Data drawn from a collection
________________________
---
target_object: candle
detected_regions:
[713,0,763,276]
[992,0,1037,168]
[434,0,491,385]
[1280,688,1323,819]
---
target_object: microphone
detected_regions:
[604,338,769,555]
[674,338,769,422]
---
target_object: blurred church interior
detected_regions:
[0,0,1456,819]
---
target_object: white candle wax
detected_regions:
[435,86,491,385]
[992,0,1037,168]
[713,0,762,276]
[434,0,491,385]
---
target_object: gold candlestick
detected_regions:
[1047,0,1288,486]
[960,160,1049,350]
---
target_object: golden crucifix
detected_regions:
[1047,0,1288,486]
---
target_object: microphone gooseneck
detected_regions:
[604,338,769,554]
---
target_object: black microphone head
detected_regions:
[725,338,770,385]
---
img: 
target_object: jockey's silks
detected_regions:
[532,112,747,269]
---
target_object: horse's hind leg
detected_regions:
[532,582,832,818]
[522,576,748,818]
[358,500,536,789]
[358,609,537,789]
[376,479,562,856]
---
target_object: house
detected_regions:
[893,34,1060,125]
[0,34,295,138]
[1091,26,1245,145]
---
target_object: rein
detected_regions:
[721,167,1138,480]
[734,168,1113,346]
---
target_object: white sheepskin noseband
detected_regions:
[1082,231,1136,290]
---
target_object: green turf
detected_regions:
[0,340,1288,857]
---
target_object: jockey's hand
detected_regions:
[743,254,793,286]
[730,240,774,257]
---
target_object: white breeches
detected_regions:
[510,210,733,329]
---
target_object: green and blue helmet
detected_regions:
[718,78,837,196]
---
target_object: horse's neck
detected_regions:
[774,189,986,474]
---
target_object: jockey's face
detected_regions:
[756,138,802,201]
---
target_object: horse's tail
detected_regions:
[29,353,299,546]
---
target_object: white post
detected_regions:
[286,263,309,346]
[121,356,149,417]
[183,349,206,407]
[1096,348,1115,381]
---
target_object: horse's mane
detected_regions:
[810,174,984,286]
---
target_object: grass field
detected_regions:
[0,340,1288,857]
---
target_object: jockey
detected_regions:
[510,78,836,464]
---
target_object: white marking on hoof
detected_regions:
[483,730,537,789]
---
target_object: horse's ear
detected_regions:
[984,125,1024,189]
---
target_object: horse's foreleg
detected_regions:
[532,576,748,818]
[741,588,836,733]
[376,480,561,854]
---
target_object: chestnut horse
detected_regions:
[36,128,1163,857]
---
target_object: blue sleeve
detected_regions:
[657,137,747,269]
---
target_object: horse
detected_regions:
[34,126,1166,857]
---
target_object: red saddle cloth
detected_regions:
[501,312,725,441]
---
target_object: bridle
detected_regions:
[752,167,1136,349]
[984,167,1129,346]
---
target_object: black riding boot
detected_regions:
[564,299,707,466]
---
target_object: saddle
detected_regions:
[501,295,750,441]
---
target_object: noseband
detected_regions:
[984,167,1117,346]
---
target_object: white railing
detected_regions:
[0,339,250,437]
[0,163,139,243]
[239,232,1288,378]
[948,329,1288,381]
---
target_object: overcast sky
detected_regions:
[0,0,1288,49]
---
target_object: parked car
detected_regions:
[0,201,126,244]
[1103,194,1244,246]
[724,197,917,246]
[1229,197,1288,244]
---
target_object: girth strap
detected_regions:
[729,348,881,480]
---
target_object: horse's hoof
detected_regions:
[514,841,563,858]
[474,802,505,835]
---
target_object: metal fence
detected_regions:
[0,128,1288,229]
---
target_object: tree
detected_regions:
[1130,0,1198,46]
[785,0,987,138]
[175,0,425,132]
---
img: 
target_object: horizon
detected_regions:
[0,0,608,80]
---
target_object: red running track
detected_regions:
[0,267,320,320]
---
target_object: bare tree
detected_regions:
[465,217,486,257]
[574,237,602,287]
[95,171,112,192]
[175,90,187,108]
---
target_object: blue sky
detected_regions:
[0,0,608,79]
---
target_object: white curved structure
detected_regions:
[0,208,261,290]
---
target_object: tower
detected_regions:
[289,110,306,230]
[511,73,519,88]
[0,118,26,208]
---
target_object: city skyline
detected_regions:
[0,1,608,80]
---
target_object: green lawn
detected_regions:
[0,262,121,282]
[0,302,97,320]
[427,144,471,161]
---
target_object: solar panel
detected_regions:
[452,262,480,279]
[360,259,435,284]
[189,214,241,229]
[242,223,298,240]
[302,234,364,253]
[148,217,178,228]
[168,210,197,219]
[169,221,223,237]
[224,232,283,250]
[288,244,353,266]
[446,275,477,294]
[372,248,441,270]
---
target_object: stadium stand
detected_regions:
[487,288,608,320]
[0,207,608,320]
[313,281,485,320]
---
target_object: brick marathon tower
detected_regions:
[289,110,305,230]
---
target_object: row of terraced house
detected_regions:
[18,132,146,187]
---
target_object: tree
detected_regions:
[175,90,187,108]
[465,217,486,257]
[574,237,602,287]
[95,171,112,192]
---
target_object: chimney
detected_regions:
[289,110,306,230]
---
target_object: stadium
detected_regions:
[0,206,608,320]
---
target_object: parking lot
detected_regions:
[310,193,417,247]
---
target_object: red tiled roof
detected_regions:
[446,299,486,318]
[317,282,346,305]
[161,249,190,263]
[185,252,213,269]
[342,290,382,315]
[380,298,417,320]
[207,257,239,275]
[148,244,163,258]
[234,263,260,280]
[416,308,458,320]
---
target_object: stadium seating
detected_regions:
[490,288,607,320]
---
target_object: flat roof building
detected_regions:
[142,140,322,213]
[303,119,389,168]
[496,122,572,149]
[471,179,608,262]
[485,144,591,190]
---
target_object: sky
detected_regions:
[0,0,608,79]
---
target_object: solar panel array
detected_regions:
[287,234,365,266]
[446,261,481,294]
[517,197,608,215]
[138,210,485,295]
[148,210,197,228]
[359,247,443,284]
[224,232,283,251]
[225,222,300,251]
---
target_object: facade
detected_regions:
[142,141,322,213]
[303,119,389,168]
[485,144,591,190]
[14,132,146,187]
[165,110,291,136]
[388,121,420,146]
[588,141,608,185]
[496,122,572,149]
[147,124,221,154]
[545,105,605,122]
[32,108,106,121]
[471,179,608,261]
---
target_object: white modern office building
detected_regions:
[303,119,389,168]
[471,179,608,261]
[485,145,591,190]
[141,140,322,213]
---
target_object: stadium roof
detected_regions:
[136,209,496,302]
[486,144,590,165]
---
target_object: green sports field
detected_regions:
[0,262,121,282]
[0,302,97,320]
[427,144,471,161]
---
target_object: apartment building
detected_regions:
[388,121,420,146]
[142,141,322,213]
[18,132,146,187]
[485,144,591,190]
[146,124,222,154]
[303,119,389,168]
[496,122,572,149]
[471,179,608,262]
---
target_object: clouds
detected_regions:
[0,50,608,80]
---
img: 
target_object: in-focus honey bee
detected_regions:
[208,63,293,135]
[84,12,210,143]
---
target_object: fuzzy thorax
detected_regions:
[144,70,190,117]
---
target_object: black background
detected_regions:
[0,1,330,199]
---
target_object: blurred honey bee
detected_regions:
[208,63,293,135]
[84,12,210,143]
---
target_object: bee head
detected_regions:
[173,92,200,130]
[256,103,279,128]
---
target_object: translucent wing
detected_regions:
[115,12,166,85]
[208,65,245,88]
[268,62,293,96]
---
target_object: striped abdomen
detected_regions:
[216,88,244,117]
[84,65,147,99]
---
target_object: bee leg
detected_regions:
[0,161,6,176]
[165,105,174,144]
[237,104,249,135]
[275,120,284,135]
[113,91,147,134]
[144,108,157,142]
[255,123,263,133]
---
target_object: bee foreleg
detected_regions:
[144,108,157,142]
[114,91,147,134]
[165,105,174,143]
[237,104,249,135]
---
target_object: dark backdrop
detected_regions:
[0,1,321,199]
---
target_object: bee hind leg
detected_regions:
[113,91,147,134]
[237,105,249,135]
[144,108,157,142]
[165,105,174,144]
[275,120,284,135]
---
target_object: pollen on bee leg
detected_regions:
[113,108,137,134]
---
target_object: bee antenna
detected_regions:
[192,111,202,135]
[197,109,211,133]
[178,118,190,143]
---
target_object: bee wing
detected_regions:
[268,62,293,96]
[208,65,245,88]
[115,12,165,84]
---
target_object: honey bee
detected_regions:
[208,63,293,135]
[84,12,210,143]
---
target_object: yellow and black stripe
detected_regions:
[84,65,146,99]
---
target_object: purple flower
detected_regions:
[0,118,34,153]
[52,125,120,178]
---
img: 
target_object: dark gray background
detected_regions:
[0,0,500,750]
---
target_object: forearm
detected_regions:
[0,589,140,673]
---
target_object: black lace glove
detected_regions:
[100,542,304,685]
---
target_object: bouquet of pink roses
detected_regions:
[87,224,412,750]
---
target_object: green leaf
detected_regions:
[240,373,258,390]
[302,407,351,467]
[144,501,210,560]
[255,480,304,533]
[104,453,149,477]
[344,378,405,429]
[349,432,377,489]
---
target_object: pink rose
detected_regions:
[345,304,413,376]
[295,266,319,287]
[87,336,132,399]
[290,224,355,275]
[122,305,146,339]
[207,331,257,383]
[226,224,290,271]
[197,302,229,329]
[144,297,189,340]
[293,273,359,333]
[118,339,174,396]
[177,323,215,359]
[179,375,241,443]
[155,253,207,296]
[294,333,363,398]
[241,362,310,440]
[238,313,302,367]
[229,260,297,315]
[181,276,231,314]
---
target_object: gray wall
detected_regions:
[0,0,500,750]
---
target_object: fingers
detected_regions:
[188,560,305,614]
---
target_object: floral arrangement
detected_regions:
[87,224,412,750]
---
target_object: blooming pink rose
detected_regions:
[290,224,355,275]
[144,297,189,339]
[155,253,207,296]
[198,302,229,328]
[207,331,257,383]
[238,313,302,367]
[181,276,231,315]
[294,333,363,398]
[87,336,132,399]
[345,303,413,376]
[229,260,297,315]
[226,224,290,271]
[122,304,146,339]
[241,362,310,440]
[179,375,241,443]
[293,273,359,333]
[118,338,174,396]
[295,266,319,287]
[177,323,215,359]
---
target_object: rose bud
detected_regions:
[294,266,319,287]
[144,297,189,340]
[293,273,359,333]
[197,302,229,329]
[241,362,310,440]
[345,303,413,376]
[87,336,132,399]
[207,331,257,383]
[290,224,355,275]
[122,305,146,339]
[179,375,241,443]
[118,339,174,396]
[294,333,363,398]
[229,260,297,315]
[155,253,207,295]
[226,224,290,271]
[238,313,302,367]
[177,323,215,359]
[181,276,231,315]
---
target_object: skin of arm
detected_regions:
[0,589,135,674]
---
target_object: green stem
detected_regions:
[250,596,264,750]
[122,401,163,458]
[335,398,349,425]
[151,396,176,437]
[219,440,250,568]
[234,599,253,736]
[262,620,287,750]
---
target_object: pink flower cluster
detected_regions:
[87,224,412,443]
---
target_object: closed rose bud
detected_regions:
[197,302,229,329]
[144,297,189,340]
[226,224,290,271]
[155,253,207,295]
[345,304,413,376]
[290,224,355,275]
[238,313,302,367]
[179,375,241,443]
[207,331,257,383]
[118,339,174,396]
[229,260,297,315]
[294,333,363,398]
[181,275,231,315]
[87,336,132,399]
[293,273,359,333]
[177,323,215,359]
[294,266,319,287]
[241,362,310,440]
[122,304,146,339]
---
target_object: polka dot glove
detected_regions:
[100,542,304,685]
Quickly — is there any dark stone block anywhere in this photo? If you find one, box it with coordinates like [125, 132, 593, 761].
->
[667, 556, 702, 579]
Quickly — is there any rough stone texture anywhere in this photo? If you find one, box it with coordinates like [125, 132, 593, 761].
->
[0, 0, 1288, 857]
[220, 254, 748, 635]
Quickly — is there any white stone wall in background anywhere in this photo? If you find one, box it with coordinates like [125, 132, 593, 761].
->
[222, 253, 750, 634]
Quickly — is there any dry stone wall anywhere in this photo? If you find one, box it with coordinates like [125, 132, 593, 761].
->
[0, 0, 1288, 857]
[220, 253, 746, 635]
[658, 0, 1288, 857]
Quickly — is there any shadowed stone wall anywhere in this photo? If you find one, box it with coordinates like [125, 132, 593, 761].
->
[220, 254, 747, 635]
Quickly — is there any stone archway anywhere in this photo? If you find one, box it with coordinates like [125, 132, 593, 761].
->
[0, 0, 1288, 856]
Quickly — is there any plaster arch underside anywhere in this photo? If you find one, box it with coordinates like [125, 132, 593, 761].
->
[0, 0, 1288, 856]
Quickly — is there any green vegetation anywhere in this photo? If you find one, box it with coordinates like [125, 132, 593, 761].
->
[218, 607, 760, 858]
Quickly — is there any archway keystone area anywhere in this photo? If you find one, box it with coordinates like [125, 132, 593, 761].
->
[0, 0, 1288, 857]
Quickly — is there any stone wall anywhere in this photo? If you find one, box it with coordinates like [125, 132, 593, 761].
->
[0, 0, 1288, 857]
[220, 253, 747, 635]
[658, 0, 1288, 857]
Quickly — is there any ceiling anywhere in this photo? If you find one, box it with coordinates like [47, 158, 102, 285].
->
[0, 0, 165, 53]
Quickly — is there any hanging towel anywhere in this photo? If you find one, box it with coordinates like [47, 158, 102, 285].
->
________________________
## WRITTEN REQUEST
Copy the data above verbatim, everything from the very first line down to the line containing "[510,78,836,464]", with that line included.

## RESPONSE FOR THIS EXERCISE
---
target_object: candle
detected_regions:
[713,0,763,276]
[992,0,1037,168]
[434,0,491,385]
[1280,688,1323,819]
---
target_object: microphone
detected_regions:
[604,338,769,555]
[674,338,769,422]
---
target_object: blurred church interior
detected_regions:
[0,0,1456,819]
---
target_object: white candle wax
detected_regions:
[435,86,491,385]
[992,0,1037,168]
[713,0,762,276]
[434,0,491,385]
---
target_object: gold candlestick
detected_regions:
[1047,0,1288,486]
[960,160,1049,350]
---
target_object: golden crucifix
detected_regions:
[1047,0,1288,486]
---
target_object: microphone gooseneck
detected_regions:
[604,338,769,554]
---
target_object: black microphone head
detected_regions:
[725,338,770,385]
---
img: 
target_object: jockey's silks
detected_regions:
[532,112,747,269]
---
target_object: horse's hind leg
detected_regions:
[532,582,832,818]
[522,576,748,818]
[358,500,536,789]
[358,609,537,789]
[376,479,562,856]
---
target_object: house
detected_regions:
[893,34,1060,125]
[0,34,295,138]
[1091,26,1245,145]
---
target_object: rein
detected_regions:
[721,167,1138,480]
[734,168,1113,346]
---
target_object: white sheepskin noseband
detected_regions:
[1082,231,1136,290]
---
target_object: green turf
detected_regions:
[0,340,1288,857]
---
target_object: jockey's hand
detected_regions:
[743,254,793,286]
[730,240,774,257]
---
target_object: white breeches
detected_regions:
[510,210,733,329]
---
target_object: green and blue helmet
detected_regions:
[718,78,837,196]
---
target_object: horse's neck
detected_regions:
[774,189,986,474]
---
target_object: jockey's face
detected_regions:
[756,138,802,201]
---
target_object: horse's tail
detected_regions:
[29,353,299,546]
---
target_object: white post
detected_regions:
[286,263,309,346]
[121,356,149,417]
[183,349,206,407]
[1096,348,1115,381]
---
target_object: horse's mane
detected_regions:
[810,174,984,286]
---
target_object: grass field
detected_regions:
[0,340,1288,857]
---
target_object: jockey
detected_regions:
[510,78,836,464]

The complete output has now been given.